- WRITTEN PROBLEM -
Copy the data below word for word, starting at the line with "The annotator labeled the dust" and running through the end of the data.

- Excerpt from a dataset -

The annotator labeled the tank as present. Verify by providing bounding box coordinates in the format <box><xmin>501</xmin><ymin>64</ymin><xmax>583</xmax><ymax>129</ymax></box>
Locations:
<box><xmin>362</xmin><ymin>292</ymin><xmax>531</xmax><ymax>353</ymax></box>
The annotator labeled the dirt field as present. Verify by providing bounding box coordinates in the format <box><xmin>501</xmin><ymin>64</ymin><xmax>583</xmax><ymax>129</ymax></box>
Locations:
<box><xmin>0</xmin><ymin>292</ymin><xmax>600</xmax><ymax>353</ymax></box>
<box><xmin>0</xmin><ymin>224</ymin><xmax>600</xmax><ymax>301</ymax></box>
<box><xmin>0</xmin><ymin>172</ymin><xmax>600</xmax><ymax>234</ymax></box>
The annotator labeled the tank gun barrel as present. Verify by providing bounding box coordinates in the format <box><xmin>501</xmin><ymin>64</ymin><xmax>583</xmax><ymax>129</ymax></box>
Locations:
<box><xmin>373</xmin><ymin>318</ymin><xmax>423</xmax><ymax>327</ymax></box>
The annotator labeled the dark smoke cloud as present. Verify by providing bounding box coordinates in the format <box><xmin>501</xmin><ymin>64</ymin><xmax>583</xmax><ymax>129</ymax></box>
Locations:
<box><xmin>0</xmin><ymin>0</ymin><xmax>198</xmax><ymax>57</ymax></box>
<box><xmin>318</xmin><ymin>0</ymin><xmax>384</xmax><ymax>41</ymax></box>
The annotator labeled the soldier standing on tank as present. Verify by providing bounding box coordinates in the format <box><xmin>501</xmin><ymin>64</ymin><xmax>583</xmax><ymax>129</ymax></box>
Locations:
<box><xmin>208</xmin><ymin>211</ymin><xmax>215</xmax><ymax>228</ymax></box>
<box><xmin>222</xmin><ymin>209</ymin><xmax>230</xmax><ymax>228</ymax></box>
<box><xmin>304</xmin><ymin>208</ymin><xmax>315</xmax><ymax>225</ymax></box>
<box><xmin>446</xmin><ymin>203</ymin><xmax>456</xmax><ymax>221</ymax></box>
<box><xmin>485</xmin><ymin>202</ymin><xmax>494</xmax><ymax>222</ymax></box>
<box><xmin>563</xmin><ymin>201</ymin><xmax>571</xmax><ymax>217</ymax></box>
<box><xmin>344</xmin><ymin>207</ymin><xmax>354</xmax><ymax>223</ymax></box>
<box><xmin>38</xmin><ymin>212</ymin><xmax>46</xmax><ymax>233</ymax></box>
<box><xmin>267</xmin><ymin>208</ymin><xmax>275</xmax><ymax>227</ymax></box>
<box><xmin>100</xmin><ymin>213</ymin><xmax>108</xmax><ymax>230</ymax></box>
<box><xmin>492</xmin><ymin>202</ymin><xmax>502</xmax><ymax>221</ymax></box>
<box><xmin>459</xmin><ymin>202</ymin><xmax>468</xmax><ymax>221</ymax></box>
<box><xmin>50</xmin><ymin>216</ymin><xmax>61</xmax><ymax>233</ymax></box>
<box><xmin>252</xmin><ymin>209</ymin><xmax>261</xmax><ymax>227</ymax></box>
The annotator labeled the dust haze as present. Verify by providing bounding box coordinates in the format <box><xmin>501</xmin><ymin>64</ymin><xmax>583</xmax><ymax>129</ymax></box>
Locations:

- EXPECTED OUTPUT -
The annotator labeled the dust haze as present. Verify by providing bounding box coordinates in the format <box><xmin>501</xmin><ymin>64</ymin><xmax>583</xmax><ymax>129</ymax></box>
Locations:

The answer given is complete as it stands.